ИСТОЧНИК —
○ ○ ○ ○

Единственное, чего не смог преодолеть представленный Гете в образе Мефистофеля злой дух, это самой проблемы соотношения созидания и разрушения. У Гете, так же как и у его соратников по «Буре и натиску» произошла просто замена одной абстракции на другую - христианской абстракции добра, которое в этом мире почему-то всегда оборачивалось злом и разрушением, на абстракцию зла, которое, по их убеждению, может и даже должно превращаться в добро, если оно будет решительным в разрушении всего, что сдерживает творческие порывы человеческих индивидов.
Абстрактно здесь все правильно, но в реальности это была позиция крайне реакционная, поскольку реальность капиталистического общества, которое еще только рождалось, еще не успела породить своих собственных героев. Точнее, они уже были, но пока сами себя осознавали как героев более или менее глубокой древности. Там, где происходило реальное рождение новых буржуазных отношений - во Франции, Голландии, Англии, в итальянских торговых городах эпохи Возрождения - эти иллюзии реальных создателей нового мира не имели никакого значения, но в Германии, где мир иллюзий был единственно реальным миром (собственно сама Германия в то время была еще только не более иллюзией), это привело к рождению крайне реакционных направлений мысли. Хотя хронологически и логически Гердер и Гете должны были рассматриваться как переходный этап от философии Канта к философии Гегеля, случилось так, что они «выпали» из классической немецкой философии и фактически стали предтечами крайне реакционных систем Шопенгауэра и Ницше - очень радикальных по форме и вполне безопасных для господствующих классов по содержанию. Сторонники этих систем (включая фашистов и нацистов) обычно были большими революционерами в своем воображении, но в реальности они всегда обречены на то, чтобы служить «казачками» у тех, против кого в воображении они так страшно бунтуют.
Причина этой гносеологической трагедии в том, что и Гете, и Гердер, и романтики имели дело исключительно с абстракцией разрушения, зла, отрицания, а задача состояла в том, чтобы в абстракциях хотя бы «угадать» то, абстракциями из чего они являются.

○ ○ ○ ○

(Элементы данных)
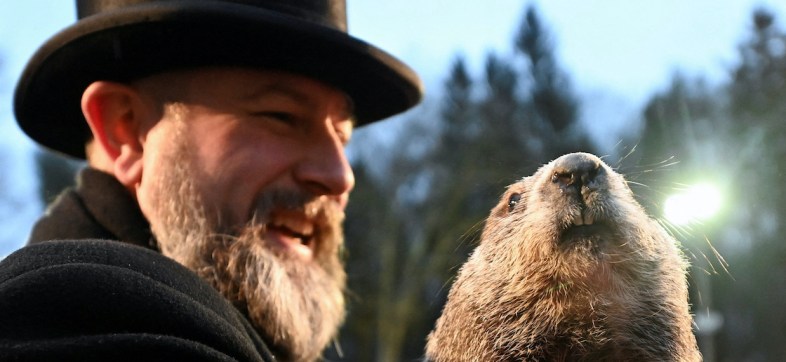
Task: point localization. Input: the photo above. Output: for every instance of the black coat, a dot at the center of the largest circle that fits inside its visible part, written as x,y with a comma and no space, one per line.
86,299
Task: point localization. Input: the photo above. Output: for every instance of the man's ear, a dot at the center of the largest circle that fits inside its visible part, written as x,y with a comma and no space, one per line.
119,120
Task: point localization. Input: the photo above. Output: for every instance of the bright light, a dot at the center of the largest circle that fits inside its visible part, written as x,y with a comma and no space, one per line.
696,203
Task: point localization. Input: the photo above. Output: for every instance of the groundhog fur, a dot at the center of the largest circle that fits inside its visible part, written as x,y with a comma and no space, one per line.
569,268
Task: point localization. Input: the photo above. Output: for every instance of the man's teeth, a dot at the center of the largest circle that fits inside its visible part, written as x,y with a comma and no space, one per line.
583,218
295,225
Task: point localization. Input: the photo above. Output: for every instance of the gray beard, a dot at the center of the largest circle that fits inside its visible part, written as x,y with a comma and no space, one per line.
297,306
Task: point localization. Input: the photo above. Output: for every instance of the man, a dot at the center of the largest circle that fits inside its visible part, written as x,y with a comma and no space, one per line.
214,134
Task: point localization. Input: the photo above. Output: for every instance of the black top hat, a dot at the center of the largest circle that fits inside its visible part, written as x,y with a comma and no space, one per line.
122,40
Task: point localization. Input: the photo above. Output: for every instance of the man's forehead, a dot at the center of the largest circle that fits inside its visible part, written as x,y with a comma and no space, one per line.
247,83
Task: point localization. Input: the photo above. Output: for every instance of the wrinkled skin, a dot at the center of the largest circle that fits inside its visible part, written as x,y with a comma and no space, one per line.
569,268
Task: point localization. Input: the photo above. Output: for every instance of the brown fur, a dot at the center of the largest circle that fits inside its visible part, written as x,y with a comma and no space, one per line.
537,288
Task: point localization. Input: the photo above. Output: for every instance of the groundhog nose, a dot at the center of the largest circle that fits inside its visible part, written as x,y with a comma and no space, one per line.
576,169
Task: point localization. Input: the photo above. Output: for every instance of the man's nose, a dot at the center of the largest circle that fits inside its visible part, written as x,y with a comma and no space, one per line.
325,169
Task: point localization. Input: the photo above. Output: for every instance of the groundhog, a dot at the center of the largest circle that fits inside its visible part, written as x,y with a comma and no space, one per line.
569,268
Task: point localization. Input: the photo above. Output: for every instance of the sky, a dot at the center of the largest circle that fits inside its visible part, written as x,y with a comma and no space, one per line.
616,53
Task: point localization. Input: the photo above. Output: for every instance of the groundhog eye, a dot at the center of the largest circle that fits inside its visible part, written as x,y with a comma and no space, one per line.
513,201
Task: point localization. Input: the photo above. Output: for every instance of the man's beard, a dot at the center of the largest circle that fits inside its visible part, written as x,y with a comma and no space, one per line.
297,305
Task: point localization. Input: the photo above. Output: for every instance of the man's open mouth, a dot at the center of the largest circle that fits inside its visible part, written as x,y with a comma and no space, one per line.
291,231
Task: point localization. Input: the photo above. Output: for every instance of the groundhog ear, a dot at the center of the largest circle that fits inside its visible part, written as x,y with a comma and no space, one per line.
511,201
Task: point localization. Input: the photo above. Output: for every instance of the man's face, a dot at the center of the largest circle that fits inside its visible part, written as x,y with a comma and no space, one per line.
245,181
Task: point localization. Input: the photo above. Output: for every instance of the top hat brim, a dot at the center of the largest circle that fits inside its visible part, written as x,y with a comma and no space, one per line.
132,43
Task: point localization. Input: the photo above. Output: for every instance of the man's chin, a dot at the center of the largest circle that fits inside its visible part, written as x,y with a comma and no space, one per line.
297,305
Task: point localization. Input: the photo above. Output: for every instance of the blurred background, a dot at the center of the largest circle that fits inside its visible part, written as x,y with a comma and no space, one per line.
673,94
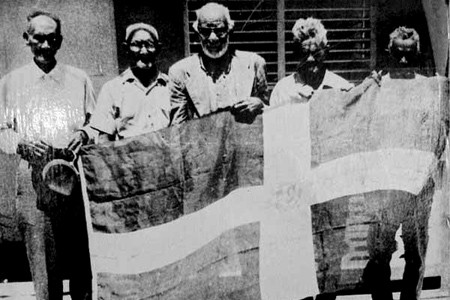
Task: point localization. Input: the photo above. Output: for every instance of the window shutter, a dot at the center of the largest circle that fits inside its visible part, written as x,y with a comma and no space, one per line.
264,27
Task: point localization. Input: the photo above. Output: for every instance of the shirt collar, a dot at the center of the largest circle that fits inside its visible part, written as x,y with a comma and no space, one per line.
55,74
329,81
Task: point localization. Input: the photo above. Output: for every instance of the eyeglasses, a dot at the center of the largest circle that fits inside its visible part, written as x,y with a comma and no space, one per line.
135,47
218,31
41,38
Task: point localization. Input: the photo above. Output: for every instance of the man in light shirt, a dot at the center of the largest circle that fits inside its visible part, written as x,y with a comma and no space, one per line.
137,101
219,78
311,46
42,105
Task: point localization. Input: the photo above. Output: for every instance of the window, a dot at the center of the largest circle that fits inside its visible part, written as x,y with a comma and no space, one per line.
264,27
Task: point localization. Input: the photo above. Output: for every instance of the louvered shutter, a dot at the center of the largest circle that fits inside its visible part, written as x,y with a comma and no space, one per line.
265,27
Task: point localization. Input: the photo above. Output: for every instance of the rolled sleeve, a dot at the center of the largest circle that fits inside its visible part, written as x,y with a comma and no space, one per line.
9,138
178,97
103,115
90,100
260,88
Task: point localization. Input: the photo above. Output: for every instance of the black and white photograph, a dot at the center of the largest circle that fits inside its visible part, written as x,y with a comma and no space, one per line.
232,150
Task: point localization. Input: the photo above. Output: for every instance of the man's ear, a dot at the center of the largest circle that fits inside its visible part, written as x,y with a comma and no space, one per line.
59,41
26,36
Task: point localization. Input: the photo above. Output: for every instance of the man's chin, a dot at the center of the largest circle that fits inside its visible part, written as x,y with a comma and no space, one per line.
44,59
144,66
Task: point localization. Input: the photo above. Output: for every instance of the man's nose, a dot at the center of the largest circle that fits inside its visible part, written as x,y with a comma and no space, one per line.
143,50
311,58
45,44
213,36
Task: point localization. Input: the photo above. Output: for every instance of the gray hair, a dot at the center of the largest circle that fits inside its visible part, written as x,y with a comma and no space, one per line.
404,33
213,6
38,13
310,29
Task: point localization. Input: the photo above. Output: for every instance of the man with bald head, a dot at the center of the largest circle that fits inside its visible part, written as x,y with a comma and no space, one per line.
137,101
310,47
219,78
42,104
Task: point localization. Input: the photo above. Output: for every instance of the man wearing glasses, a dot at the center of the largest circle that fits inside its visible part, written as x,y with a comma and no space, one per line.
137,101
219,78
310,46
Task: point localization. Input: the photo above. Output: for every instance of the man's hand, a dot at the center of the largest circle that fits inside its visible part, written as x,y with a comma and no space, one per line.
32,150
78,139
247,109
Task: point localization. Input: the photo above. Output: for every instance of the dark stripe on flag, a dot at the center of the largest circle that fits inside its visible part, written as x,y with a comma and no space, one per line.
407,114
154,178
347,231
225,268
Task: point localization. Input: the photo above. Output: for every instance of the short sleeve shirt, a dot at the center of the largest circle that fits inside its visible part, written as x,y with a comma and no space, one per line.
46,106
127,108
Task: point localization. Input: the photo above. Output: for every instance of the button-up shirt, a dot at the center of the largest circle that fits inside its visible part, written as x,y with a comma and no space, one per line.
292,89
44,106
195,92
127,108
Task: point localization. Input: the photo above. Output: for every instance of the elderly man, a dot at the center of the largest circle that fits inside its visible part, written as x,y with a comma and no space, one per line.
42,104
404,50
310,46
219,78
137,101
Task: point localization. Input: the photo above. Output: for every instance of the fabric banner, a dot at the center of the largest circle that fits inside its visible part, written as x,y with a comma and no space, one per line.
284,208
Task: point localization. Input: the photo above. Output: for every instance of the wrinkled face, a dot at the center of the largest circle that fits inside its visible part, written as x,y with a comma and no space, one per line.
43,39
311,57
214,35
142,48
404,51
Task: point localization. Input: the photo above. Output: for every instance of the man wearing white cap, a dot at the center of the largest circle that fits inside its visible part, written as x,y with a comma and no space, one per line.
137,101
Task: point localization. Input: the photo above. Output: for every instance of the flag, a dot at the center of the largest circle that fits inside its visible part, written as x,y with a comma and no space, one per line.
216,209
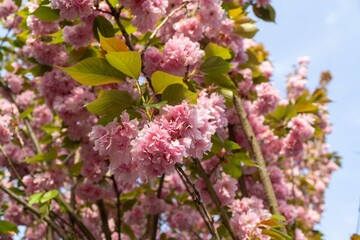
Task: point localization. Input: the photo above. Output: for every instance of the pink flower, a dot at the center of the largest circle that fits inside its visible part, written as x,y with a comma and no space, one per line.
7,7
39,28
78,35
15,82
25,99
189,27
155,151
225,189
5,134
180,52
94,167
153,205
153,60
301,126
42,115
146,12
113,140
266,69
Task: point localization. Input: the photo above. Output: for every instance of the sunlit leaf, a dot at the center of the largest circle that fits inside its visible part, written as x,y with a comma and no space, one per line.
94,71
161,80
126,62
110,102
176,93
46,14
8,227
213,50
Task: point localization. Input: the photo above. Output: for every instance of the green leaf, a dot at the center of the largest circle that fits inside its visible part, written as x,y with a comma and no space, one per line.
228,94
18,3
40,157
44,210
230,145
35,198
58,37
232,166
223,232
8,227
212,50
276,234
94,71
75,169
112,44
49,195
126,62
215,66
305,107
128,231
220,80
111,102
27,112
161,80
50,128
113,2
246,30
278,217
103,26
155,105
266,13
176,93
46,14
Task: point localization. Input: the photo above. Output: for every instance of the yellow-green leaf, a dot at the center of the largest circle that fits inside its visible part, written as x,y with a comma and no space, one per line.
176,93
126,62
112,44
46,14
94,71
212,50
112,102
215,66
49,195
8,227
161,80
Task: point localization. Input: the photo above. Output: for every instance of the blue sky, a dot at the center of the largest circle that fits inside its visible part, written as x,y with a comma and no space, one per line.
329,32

○ ○ ○ ○

НАБОР ЗАДАНИЙ —
[A] Перечислите всех людей, которых текст о Гете называет по фамилии, в порядке их первого упоминания.
[B] Продолжите текст о Гете, начав сразу после его последнего предложения.

ОТВЕТЫ К ЗАДАНИЯМ —
[A] Гете, Гердер, Кант, Гегель, Шопенгауэр, Ницше.

[B]
Собственно, абстрагирование и разрушение - это синонимы. Абстрагировать - значит разрушить целостность, вырвать из этой целостности какой-то ее момент, чтобы сделать его предметом рассмотрения. Причем разрушить исключительно в воображении, в голове ту целостность, которая сложилась в реальности, конечно, можно, но это будет только мнимое разрушение: в реальности от этого ничего не изменится.
Для того, чтобы была получена продуктивная абстракция (то есть пригодная для того, чтобы служить «клеточкой» теории, способной служить «руководством к действию», отправным пунктом для восхождения к конкретному), в самой реальности должно не только произойти разрушение старой целостности, на место которой приходит та целостность, абстракцией из которой будет ваша «клеточка», но уже полным ходом происходить и разрушение как целостности новой, так и той более глобальной целостности, моментами которой выступают обе предыдущие.
Огромная заслуга Фихте, Шеллинга и особенно Гегеля состояла в том, что они «угадали», что единственной реальностью, которую исследует философия и даже наука, является не природа сама по себе, взятая в своей отдельности от человека, как об «объект познания», и не мысль, взятая в своей отдельности от природы. Что такой реальностью является исключительно разумная деятельность человека по преобразованию природы.
В то же время это то, чего не понимал ни Гердер, ни Гете, ни другие «штюрмеры», почему они и не вошли в число «классиков» немецкой философии, и чего не понимает никто из тех, для кого оказалась недоступной классическая немецкая философия. Причина такого положения - эмпиризм.
Понятие творчества пытаются сформулировать так и для того, чтобы потом с ним, как с детектором ходить и мерить, творческая это личность или не творческая, творческая эта работа или нет, продуктивная деятельность или репродуктивная и т.д.
А после того, как на практике выясняется, что та работа, которая всеми воспринимается как творческая, на самом деле оказывается самой настоящей каторгой, все начинают говорить, что творчество - это иллюзия, никакого творчества быть не может. В таких условиях и появляется креатив и креативность. В отличие от творчества, которое предусматривает, как минимум, то, что раньше называли талантом, не говоря уже о настойчивости и трудолюбии, креативность ни к чему не обязывает. Это что-то похожее на «меньшее зло», которое нам обычно предлагают на очередных выборах. И очень многие люди могут множество раз делать этот странный выбор, хотя прекрасно догадываются, что меньшее зло сразу же превращается в зло очень большое, как только его выберут.
Так и с творчеством - достаточно талантливым людям в массе своей в этом вопросе стать на позицию «меньшего зла» (например, прекрасно понимая, что в современных условиях настоящее творчество невозможно, стараться сделать ненастоящее как можно более похожим на настоящее, в чем, собственно, и состоит суть креативности), как зло становится тотальным - исчезает не только творчество, но и сами таланты. Наступает эпоха сплошной бездарности, когда бездарными оказываются даже те, кто вчера еще был очень талантливым.
Потому что творит не индивид, творит эпоха, и талант определяется не генами или воспитанием, а именно эпохой. Бывают творческие эпохи, когда даже очевидное разрушение на самом деле является творчеством. И бывают эпохи разрушения, когда любое творчество оказывается разрушительным.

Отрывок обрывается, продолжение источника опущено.